====== Stored rows
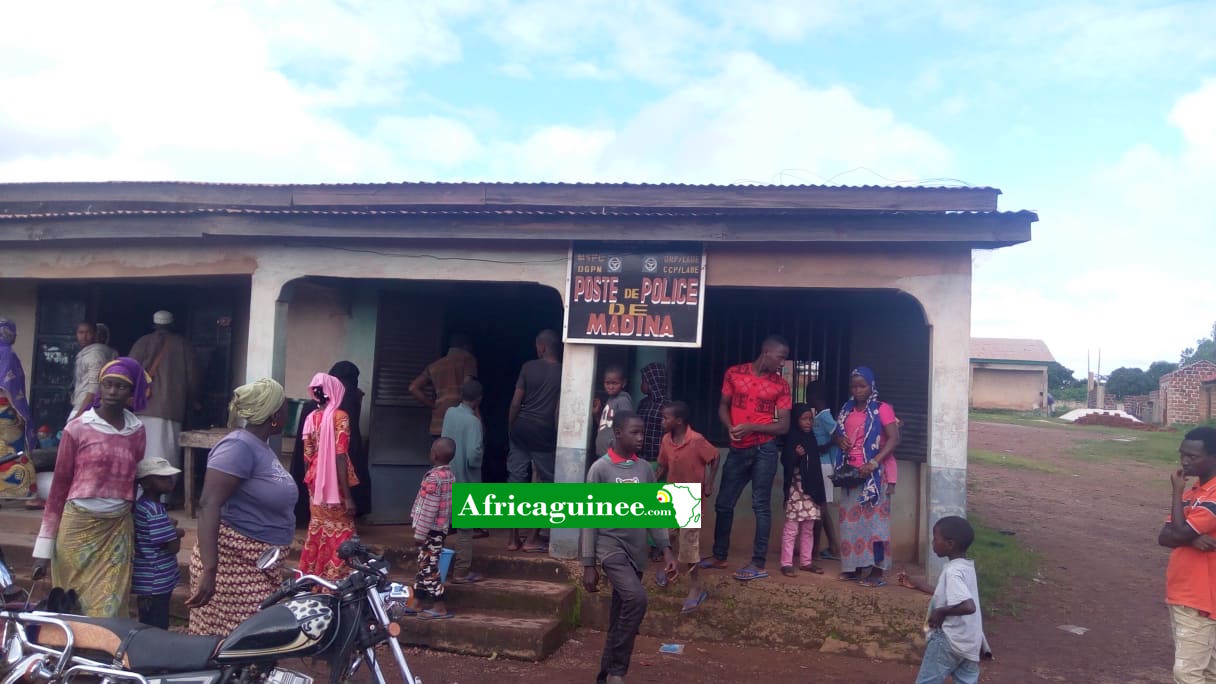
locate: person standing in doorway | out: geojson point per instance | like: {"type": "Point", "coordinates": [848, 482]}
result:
{"type": "Point", "coordinates": [170, 363]}
{"type": "Point", "coordinates": [462, 426]}
{"type": "Point", "coordinates": [438, 386]}
{"type": "Point", "coordinates": [90, 358]}
{"type": "Point", "coordinates": [867, 433]}
{"type": "Point", "coordinates": [17, 433]}
{"type": "Point", "coordinates": [532, 425]}
{"type": "Point", "coordinates": [755, 409]}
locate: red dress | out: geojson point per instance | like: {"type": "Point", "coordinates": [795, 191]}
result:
{"type": "Point", "coordinates": [330, 523]}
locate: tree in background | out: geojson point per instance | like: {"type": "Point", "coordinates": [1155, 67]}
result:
{"type": "Point", "coordinates": [1059, 377]}
{"type": "Point", "coordinates": [1160, 368]}
{"type": "Point", "coordinates": [1129, 381]}
{"type": "Point", "coordinates": [1204, 349]}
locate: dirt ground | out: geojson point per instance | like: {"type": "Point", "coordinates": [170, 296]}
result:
{"type": "Point", "coordinates": [1096, 528]}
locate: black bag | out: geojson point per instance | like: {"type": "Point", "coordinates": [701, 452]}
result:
{"type": "Point", "coordinates": [846, 476]}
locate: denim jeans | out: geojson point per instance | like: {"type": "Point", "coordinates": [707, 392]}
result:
{"type": "Point", "coordinates": [940, 660]}
{"type": "Point", "coordinates": [758, 466]}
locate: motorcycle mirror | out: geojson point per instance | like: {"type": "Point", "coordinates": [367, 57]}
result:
{"type": "Point", "coordinates": [269, 558]}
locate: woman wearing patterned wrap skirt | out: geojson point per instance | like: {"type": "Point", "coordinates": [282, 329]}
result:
{"type": "Point", "coordinates": [328, 480]}
{"type": "Point", "coordinates": [247, 506]}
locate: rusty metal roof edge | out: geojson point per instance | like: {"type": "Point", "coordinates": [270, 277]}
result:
{"type": "Point", "coordinates": [508, 184]}
{"type": "Point", "coordinates": [715, 212]}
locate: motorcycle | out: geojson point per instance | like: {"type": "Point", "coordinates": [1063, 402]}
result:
{"type": "Point", "coordinates": [342, 627]}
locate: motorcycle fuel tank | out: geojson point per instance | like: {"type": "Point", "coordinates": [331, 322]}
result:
{"type": "Point", "coordinates": [297, 627]}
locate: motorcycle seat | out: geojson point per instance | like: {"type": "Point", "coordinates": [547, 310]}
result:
{"type": "Point", "coordinates": [148, 649]}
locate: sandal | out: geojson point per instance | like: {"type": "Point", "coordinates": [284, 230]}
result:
{"type": "Point", "coordinates": [471, 578]}
{"type": "Point", "coordinates": [693, 604]}
{"type": "Point", "coordinates": [748, 573]}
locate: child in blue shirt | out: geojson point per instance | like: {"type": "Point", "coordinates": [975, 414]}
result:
{"type": "Point", "coordinates": [829, 454]}
{"type": "Point", "coordinates": [157, 542]}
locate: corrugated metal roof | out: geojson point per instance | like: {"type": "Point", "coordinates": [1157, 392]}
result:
{"type": "Point", "coordinates": [519, 184]}
{"type": "Point", "coordinates": [1011, 349]}
{"type": "Point", "coordinates": [510, 212]}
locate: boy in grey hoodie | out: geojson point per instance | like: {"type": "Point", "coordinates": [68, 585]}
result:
{"type": "Point", "coordinates": [621, 553]}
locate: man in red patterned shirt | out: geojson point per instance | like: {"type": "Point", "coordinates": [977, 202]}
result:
{"type": "Point", "coordinates": [754, 409]}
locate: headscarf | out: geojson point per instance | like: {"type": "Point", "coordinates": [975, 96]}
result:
{"type": "Point", "coordinates": [872, 435]}
{"type": "Point", "coordinates": [651, 408]}
{"type": "Point", "coordinates": [131, 373]}
{"type": "Point", "coordinates": [12, 381]}
{"type": "Point", "coordinates": [325, 486]}
{"type": "Point", "coordinates": [255, 402]}
{"type": "Point", "coordinates": [808, 465]}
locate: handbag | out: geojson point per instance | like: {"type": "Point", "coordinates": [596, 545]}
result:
{"type": "Point", "coordinates": [848, 476]}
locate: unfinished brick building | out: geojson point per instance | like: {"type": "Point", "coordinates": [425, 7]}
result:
{"type": "Point", "coordinates": [1182, 393]}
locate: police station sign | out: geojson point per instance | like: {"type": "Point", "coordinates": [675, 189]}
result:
{"type": "Point", "coordinates": [635, 293]}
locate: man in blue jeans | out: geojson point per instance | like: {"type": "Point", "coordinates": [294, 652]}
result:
{"type": "Point", "coordinates": [754, 409]}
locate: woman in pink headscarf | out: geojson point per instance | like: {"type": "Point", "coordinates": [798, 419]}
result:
{"type": "Point", "coordinates": [328, 480]}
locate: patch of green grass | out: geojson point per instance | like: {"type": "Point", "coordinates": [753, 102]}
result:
{"type": "Point", "coordinates": [1012, 460]}
{"type": "Point", "coordinates": [1157, 448]}
{"type": "Point", "coordinates": [1001, 560]}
============
Problem statement |
Output, unchanged, the lines from the line with "locate: man in blue" through the final line of the material.

Expected answer |
locate: man in blue jeans | out: geojson point per instance | like: {"type": "Point", "coordinates": [294, 652]}
result:
{"type": "Point", "coordinates": [754, 409]}
locate: woman in pink headscarf | out: geojson point per instance | like: {"type": "Point", "coordinates": [798, 419]}
result:
{"type": "Point", "coordinates": [328, 480]}
locate: patch of green grass | out: geojson point per instance | like: {"type": "Point", "coordinates": [753, 102]}
result:
{"type": "Point", "coordinates": [1012, 460]}
{"type": "Point", "coordinates": [1157, 448]}
{"type": "Point", "coordinates": [1001, 560]}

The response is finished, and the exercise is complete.